**Enunciado a**: Conte as linhas dos registos que contêm a palavra "wooden" e indique apenas esse número.

**Texto citado**:
26/10/2019

A herdade

(Se acharem que é spoiler, é não lerem # 13)

Após insistências várias, algumas com cariz ameaçador, cá venho então falar do filme "A herdade", antes que me esqueça de tudo.
Pode parecer que não, mas gostei bastante, pelo menos das partes que vi, por estar acordada. Vá que pestanei um nico ali aos minutos 122 e 157. Ninguém manda aos realizadores portugueses fazerem filmes de duas horas e três quartos, quando a história até se contava em menos de metade e ficávamos todos felizes na mesma, designadamente pessoas como eu, que sofro daquele síndrome das pernas inquietas, razão pela qual, se estou parada num sítio muito tempo, sou acometida de um ataque de pernas, dá-me o ó-ó e depois só mesmo xonando-as é que me sossegam os membros inferiores.

**Enunciado b**: Dê seguimento ao texto acima sobre o filme "A herdade", começando logo após a última frase apresentada.

**Dados do conjunto**:
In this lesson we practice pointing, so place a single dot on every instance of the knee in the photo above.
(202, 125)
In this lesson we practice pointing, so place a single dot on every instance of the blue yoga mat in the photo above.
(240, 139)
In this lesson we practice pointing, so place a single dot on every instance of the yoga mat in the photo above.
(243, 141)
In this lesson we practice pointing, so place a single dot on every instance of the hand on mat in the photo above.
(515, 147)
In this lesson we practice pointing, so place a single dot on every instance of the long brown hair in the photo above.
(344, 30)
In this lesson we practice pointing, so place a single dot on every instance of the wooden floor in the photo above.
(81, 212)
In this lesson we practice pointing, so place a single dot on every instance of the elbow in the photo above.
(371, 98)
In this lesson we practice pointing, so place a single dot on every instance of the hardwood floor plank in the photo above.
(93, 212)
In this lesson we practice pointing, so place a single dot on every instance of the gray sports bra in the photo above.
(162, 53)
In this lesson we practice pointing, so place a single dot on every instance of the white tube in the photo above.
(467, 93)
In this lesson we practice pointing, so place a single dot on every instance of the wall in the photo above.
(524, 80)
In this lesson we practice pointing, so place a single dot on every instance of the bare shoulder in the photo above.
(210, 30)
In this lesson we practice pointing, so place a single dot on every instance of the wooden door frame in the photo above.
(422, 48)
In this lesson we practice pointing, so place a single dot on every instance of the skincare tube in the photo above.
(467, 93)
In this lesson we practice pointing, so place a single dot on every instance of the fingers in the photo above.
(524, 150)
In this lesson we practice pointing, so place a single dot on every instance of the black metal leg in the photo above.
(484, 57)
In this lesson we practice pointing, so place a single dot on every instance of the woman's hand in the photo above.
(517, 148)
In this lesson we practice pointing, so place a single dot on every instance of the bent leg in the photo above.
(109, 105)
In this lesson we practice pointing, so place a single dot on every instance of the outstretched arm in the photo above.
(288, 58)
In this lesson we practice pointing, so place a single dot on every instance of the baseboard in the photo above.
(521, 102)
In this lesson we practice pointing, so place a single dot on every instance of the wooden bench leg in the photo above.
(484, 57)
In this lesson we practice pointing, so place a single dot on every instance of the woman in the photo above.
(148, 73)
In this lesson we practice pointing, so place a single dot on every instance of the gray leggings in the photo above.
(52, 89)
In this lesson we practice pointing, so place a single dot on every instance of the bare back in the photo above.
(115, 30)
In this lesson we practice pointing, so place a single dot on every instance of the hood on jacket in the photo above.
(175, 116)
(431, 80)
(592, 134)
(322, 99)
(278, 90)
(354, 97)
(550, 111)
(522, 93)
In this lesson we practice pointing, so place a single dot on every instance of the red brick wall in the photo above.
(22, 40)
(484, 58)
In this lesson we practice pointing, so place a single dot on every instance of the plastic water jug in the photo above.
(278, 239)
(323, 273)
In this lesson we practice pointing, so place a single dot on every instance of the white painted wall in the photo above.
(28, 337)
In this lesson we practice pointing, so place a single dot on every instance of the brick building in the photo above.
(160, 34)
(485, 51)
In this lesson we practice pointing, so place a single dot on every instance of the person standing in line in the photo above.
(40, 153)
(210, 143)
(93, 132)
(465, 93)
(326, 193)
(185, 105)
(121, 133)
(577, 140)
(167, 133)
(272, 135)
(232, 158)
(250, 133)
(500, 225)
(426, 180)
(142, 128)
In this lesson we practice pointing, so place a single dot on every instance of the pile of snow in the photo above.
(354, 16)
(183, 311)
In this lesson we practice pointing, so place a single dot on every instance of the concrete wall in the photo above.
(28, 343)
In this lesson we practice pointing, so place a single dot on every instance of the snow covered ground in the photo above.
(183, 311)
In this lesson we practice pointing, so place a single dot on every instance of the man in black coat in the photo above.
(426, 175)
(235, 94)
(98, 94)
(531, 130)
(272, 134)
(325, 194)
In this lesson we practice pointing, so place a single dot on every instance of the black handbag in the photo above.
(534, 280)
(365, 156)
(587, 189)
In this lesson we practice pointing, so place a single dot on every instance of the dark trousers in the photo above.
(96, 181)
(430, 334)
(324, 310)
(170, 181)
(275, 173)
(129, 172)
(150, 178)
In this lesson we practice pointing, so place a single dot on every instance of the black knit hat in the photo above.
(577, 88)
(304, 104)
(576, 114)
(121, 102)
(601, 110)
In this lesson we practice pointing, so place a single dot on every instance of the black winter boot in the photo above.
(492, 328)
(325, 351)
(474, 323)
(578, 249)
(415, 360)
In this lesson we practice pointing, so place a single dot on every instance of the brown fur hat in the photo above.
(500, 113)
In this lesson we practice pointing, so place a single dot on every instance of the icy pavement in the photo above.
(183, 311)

**Resposta escrita a**: 3

**Resposta escrita b**:
Por outro lado, ainda não percebi a cena dos grandes planos do pessoal de costas, é uma grande falta de educação para com o público, mas estamos na missa ou quê? Começo a pensar que os planos de costas estão para o cinema português como o nu frontal está para o cinema francês: é um estilo. Mas achei escusado e um crasso erro histórico a cena em que o Joaquim, capataz, encarregado num monte alentejano - o que nunca é dito, mas a paisagem não engana, embora tentem enganar-nos com a léria dos arrozais - aparece de mãos nos bolsos, de costas, claro, a menear a peida como uma flausina. Isto é impossível alguma vez ter acontecido no Alentejo de 1973. Assim como é impossível que o carro do dono do monte seja um Mercedes dos anos sessenta do século passado, mesmo que ele fosse um coleccionador, apreciador de clássicos: naqueles terrenos, ninguém se deslocava de clássico. Isto, é claro, se não considerarmos que a marca deu uma achega para esticar o filme até às quase três horas.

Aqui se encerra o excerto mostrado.